▶ _SHORT PROBLEM_
Copy out all the records, word for word.

- - - -

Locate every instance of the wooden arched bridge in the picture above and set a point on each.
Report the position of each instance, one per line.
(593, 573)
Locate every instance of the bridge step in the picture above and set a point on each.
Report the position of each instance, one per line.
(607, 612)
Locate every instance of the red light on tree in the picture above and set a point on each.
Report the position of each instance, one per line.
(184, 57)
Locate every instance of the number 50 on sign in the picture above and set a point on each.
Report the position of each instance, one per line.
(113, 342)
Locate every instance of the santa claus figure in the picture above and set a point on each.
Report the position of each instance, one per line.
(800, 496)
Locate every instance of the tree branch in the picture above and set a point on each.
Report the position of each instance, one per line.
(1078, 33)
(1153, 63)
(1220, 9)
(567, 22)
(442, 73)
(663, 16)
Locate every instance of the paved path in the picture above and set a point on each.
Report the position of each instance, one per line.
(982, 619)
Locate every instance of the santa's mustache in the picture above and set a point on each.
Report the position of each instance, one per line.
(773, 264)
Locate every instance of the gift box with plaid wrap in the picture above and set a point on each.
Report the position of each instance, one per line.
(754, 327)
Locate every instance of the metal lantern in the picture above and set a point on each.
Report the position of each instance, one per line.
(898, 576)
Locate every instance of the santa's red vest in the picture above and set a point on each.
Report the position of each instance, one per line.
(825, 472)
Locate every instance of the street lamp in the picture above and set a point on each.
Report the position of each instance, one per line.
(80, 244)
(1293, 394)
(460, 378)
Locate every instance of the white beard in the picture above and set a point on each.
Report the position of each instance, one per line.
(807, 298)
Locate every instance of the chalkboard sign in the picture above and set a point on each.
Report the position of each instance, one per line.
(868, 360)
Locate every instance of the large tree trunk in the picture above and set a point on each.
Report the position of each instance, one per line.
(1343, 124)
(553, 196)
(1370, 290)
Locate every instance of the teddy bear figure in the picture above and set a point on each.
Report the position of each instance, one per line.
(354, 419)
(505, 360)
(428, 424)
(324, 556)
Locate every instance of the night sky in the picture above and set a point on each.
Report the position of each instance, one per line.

- - - -

▶ _EXERCISE RESPONSE_
Locate every instance of the wooden arched bridge in the picture above and set a point on each.
Report the position of each instance, one per line.
(593, 573)
Locate every instance of the bridge step in the picture above and set a point on each.
Report the position of each instance, one per line.
(607, 612)
Locate every instance of the red light on tree in the picture above and set a point on each.
Report the position of each instance, one per line.
(184, 57)
Locate every instance of the number 50 on sign in the picture above and set a point on each.
Report the position of each instance, one per line.
(113, 342)
Locate every instance of the santa claus figure in the picture above and set a point on each.
Report the position of each instance, one per line.
(800, 496)
Locate every instance of the tree branch in the picture above and set a point on each.
Report the position of each instance, one per line.
(1078, 33)
(1153, 63)
(1220, 9)
(567, 22)
(442, 73)
(663, 16)
Locate every instance of the paved path in the picture above and set a point on each.
Report the position of each instance, one per line.
(982, 619)
Locate every instance of the santa's mustache in the picture above and set a point on each.
Report the position of each instance, one per line.
(773, 264)
Locate every instance of the gift box with plaid wrap in the picture above and set a point on each.
Report the position of each instance, one per line.
(754, 327)
Locate every instance of the metal lantern in the picture above and set a point on each.
Report the position of each instance, one per line.
(898, 576)
Locate every instance of the santa's red vest in the picture above and set a point on each.
Report the position of each instance, one per line.
(825, 472)
Locate every instance of the street lamp in the picture above and set a point on each.
Report the position of each instance, one per line.
(80, 244)
(1293, 394)
(460, 378)
Locate every instance of the white beard in the picture above and set a point on each.
Report the position of each instance, one per line.
(807, 298)
Locate every instance of the chalkboard sign in the picture above and set a point on each.
Report the position of each instance, one per line.
(868, 360)
Locate every instance of the large tree trunk in the picture above and set a point on each.
Report the position of each instance, one per line.
(1343, 124)
(553, 196)
(1370, 290)
Locate every instance of the teddy bear figure in the picture above and set a point on each.
Report the position of each instance, one per line.
(354, 419)
(505, 360)
(428, 424)
(324, 556)
Locate every instance of the night sky in the picture above and set a point on each.
Report the position of each instance, one per line.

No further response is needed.